> _TASK TO COMPLETE_
Repeat the stretch of entries below from the line with "According to our records, the flag" through the line with "According to our records, the windshield". Include both ends and add nothing.

> _SOURCE DATA_
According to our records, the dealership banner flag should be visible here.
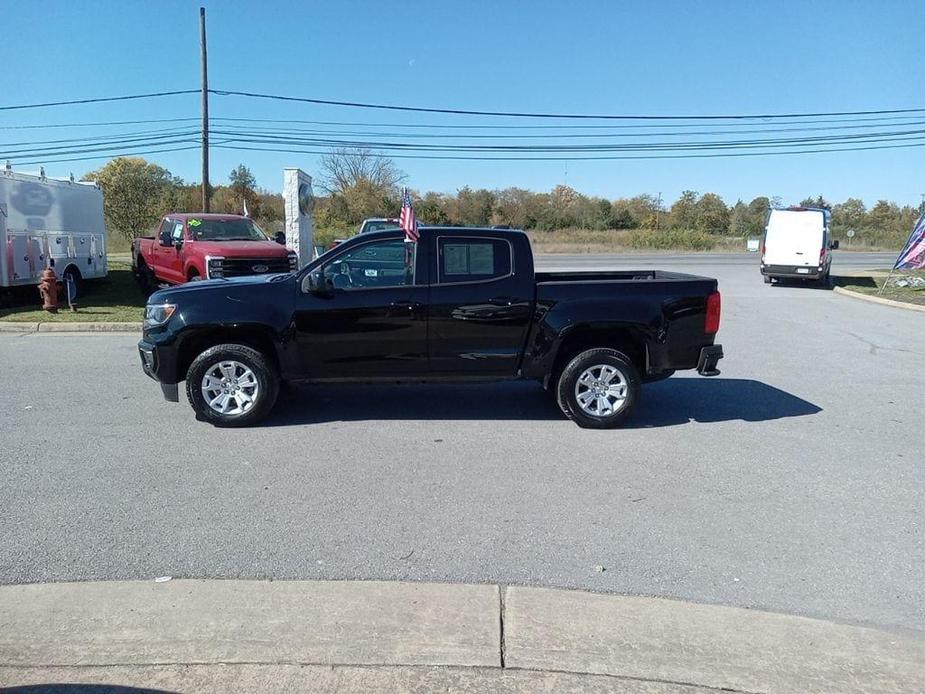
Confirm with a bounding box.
[894,211,925,270]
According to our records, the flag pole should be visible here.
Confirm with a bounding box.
[878,267,896,296]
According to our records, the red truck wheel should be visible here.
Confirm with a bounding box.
[185,344,279,427]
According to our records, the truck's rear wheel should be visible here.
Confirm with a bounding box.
[134,260,157,297]
[556,348,640,429]
[186,344,279,427]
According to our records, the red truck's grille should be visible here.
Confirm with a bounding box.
[218,257,291,277]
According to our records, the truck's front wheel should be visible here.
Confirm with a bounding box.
[556,348,640,429]
[186,344,279,427]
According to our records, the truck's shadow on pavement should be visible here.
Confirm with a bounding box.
[263,378,821,427]
[4,686,175,694]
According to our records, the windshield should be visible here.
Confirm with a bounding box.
[189,218,269,242]
[363,221,398,233]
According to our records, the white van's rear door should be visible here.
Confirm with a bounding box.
[764,209,824,267]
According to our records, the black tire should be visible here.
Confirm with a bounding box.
[188,270,201,282]
[763,275,772,284]
[61,266,83,298]
[556,348,641,429]
[134,260,157,297]
[185,344,279,427]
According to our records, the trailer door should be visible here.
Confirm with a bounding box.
[0,203,7,286]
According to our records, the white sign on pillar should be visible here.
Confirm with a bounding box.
[283,168,314,268]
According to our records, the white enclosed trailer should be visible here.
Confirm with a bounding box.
[0,168,106,292]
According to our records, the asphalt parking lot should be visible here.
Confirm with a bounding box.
[1,251,922,633]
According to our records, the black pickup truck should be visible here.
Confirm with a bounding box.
[138,227,723,428]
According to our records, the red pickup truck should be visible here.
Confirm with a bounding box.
[132,213,297,295]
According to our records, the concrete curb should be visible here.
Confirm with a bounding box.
[1,580,921,694]
[834,286,925,313]
[0,320,142,333]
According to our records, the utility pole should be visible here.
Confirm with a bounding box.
[200,6,210,212]
[656,192,662,231]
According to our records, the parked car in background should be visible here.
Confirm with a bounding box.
[132,213,297,295]
[327,218,401,251]
[138,227,723,429]
[358,218,399,234]
[760,207,838,285]
[0,168,106,301]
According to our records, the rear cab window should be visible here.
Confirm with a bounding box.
[437,237,512,284]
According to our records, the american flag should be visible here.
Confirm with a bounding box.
[895,211,925,270]
[399,187,419,242]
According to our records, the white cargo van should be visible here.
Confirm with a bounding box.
[760,207,838,285]
[0,168,107,299]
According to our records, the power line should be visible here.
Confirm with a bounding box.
[2,137,200,162]
[0,117,200,130]
[205,126,925,153]
[0,127,201,149]
[214,139,925,161]
[208,113,925,129]
[207,119,925,141]
[16,144,201,166]
[0,90,199,112]
[210,88,925,121]
[0,132,200,158]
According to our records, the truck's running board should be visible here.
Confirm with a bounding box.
[697,345,723,377]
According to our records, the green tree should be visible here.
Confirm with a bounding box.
[620,195,660,229]
[82,157,176,241]
[831,198,866,235]
[799,195,831,209]
[454,186,495,226]
[729,200,748,236]
[694,192,730,234]
[669,191,699,230]
[745,196,770,235]
[318,148,406,223]
[229,164,258,216]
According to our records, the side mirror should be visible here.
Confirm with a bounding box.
[830,239,840,250]
[303,269,332,296]
[274,231,286,245]
[173,238,184,251]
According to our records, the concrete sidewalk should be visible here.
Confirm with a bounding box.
[1,580,922,693]
[0,321,141,333]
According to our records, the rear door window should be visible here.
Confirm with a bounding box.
[437,238,512,284]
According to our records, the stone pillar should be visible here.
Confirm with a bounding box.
[283,168,314,268]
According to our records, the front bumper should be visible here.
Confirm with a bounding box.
[761,264,824,279]
[697,344,723,377]
[138,338,180,402]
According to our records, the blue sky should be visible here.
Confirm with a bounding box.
[2,0,924,206]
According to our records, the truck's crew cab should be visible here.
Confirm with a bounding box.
[138,227,723,428]
[132,213,297,294]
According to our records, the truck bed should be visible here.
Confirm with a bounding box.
[535,270,712,284]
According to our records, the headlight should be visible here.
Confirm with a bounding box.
[144,303,177,328]
[288,251,299,272]
[206,255,225,278]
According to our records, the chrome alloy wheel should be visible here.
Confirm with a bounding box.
[574,364,628,417]
[201,360,259,416]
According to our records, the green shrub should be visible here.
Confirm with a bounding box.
[627,229,715,251]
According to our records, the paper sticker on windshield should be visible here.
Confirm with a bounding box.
[188,219,201,227]
[365,269,378,277]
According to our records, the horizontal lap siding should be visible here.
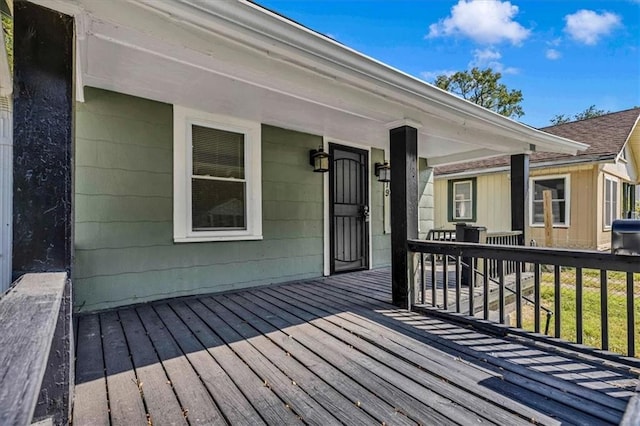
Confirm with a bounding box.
[74,88,324,311]
[371,148,391,268]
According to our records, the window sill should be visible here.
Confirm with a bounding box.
[174,235,263,243]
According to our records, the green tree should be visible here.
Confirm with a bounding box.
[550,105,610,125]
[1,7,11,73]
[434,67,524,119]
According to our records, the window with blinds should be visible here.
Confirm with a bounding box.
[191,125,246,230]
[173,106,262,242]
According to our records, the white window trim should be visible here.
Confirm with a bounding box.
[173,106,262,242]
[603,175,619,231]
[452,180,473,220]
[529,174,571,228]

> _YOUR RESPONSE_
According to our records, the flag pole should be visible here.
Confirm with a bounding box.
[878,267,896,296]
According to our records, the red truck wheel should be visible here.
Confirm with a bounding box.
[185,344,279,427]
According to our records, the truck's rear wheel should be visible here.
Confirm with a bounding box.
[134,260,157,297]
[556,348,640,429]
[186,344,279,427]
According to our records, the red truck's grille should be visible here.
Confirm with a bounding box.
[218,257,291,277]
According to our records, the truck's front wheel should be visible here.
Confirm with a bounding box.
[556,348,640,429]
[186,344,279,427]
According to our records, the truck's shadow on pavement should be visible here.
Confirm with a bounding box.
[263,378,821,427]
[4,686,175,694]
According to our records, the windshield should be visible here.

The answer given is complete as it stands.